* _Task details_:
Reproduce the items below line for line, changing nothing.

(Annotation data for object locations)

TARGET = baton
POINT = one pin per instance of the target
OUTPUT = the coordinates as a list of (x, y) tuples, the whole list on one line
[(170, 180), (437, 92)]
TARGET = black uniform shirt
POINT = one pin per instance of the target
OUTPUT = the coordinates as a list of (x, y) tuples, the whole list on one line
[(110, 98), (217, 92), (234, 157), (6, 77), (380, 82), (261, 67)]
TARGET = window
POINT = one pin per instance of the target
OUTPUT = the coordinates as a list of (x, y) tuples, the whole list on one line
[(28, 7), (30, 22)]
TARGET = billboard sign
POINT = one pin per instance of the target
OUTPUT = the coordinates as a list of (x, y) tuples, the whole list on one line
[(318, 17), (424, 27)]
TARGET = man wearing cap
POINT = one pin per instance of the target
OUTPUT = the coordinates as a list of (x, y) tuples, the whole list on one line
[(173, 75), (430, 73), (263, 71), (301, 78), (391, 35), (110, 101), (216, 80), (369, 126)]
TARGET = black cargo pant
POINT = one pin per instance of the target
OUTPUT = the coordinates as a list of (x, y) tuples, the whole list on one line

* _Result for this exercise_:
TARGET = baton
POINT = one pin per instance of the target
OUTPUT = the coordinates as a list of (x, y) tuples, the whole list on one line
[(170, 180), (437, 92)]
TARGET = black uniform shirt
POINT = one pin per instance of the target
OUTPUT = the coordinates as a list of (x, y) tuples, the whole list on one line
[(110, 98), (217, 92), (234, 157), (6, 77), (380, 82), (261, 67)]
TARGET = window
POINT = one pin per instance of the target
OUTPUT = the coordinates as a list of (x, y) tuples, the whole list on one line
[(28, 7), (30, 22)]
TARGET = billboard sign
POINT = one pin per instance of the target
OUTPUT = the coordinates as a list of (x, y) tuples, the whole list on one line
[(318, 17), (424, 27)]
TARGET = man wearing cap
POINT = one pin per instance of the target
OUTPUT = the coordinates as a list of (x, y) tuples, the whole list on one line
[(173, 75), (430, 73), (263, 71), (301, 78), (391, 35), (110, 101), (216, 80), (369, 126)]
TARGET = black cargo pant
POINT = one pin per instance of the target
OUTPUT = the coordinates as a list of (x, y) tuples, the whole list on one line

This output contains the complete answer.